Answer these questions using the commit message.
1. On what date was the commit message sent?
2. What do the f_parse parsing functions fail to check, according to the commit message?
3. Which kind of strings is the change applicable to, and which kind is it not applicable to?

- Passage
__________
From: Kevin Day <kevin@kevux.org>
Date: Mon, 27 Mar 2023 12:35:06 +0000 (-0500)
Subject: Bugfix: The f_parse parsing functions do not check buffer.used.
X-Git-Tag: 0.7.0~584
X-Git-Url: https://git.kevux.org/?a=commitdiff_plain;h=7edc624484027af9392e8a3ed06c0fd263bc7aaf;p=fll

Bugfix: The f_parse parsing functions do not check buffer.used.

The range length is being performed but not the buffer used length.
Add the appropriate return codes to represent end of string (buffer used length is reached).
This is applicable for the dynamic strings but is not applicable for the regular strings.

Do some code clean up while I am at it.
__________
- Extracted material

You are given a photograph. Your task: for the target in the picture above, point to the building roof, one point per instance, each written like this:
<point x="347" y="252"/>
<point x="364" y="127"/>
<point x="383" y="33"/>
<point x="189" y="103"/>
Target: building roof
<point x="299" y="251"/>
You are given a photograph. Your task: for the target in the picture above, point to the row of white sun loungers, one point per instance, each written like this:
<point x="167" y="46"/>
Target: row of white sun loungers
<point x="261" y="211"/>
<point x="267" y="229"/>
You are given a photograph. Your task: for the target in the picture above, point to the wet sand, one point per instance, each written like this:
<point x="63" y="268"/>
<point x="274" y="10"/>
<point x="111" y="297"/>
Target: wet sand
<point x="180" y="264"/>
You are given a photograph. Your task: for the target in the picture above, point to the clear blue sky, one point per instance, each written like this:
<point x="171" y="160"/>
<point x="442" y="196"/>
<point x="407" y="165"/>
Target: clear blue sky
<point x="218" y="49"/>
__________
- Response to the task
1. Monday, 27 March 2023.
2. buffer.used, the buffer used length.
3. It applies to dynamic strings but not to regular strings.